-- Start of Text segment --

# New Build Ames Taping Visible



## Nanoman (Jan 17, 2009)

We moved into a 5 bed new build which wasn't exactly at the low end of the price scale in June. Now the nights are getting darker it's becoming clear that most walls and ceilings have obvious lines between plasterboard panels. Is this normal? Do a it just need more paint or does my entire house need replastered?

We've got two kids under 16 months, a cat, and the whole house is furnished/carpeted. The thought of it needing replastered is a nightmare.

Vertical lines on wall:









Horizontal line on ceiling:









Sent from my iPhone using Tapatalk


----------



## grunty-motor (Aug 11, 2016)

No, not normal. even as DIY, my walls dont have that.

paper might be a better option


----------



## rf860 (Jul 24, 2011)

You do get that with ames taping, if you want completely flat and smooth walls, you need to skim them.

I work as a quantity surveyor and i can tell you that there is a reason why house builders do ames taping rather than plastering - it's much cheaper!


----------



## Zetec-al (Feb 28, 2011)

I bought a new build just a year ago and my ceiling in my living room had exactly the same as this.

After a little bit of hassle i managed to get them to swim the ceiling (which took them 2 attempts to get right)

Who is your builder?


----------



## ianrobbo1 (Feb 13, 2007)

Even with paper on, that is going to show, and if you notice it now, it'll do your head in over time, as that's all you will see!! IMO your doing the right thing at looking to get it sorted, I hope the builder plays a decent game and does it for you|!!:thumb:


----------



## Jack R (Dec 15, 2014)

Just needs sanding down properly as its probably been rushed cos there on a price


----------

-- End of Text segment --
-- Start of Dataset rows --

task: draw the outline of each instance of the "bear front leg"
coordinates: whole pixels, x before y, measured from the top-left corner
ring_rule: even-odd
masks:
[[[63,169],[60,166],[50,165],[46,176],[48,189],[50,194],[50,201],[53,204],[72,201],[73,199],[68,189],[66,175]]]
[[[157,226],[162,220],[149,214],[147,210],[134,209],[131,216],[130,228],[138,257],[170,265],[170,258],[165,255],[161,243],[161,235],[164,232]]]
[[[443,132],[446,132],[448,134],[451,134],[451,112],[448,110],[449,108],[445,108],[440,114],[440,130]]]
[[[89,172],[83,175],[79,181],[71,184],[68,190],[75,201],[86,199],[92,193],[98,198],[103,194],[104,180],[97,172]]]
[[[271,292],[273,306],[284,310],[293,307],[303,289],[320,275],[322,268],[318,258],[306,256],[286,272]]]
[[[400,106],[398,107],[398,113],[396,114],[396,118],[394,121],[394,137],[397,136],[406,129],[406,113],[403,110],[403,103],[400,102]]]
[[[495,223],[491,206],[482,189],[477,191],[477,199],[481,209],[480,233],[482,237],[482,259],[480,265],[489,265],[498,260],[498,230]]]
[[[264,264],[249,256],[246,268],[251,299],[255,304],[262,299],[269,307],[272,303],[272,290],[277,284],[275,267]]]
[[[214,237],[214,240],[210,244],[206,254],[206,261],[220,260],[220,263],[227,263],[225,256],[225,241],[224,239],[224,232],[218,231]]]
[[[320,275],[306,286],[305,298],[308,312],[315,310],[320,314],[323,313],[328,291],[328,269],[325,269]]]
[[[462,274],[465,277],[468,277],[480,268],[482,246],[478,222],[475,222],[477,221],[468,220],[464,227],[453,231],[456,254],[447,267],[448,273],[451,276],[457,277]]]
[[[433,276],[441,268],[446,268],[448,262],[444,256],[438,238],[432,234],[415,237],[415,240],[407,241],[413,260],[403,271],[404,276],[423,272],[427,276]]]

-- End of Dataset rows --

(Directives):
A. Print the ames taping thread word for word, everything from "## rf860 (Jul" down to "(Feb 28, 2011)".
B. Using the ames taping thread, mark each statement yes or no and quote the words that decide it: (i) The poster's new build has five bedrooms. (ii) rf860 works as an electrician. (iii) grunty-motor says the lines are normal.
C. Translate this sentence from the ames taping thread into Spanish: "You do get that with ames taping, if you want completely flat and smooth walls, you need to skim them."

(Task-by-task outputs):
A.
## rf860 (Jul 24, 2011)

You do get that with ames taping, if you want completely flat and smooth walls, you need to skim them.

I work as a quantity surveyor and i can tell you that there is a reason why house builders do ames taping rather than plastering - it's much cheaper!


----------



## Zetec-al (Feb 28, 2011)

B.
(i) Yes: "We moved into a 5 bed new build"
(ii) No: "I work as a quantity surveyor"
(iii) No: "No, not normal."

C. Eso sí ocurre con el encintado Ames; si quieres paredes completamente planas y lisas, tienes que darles una capa fina de yeso.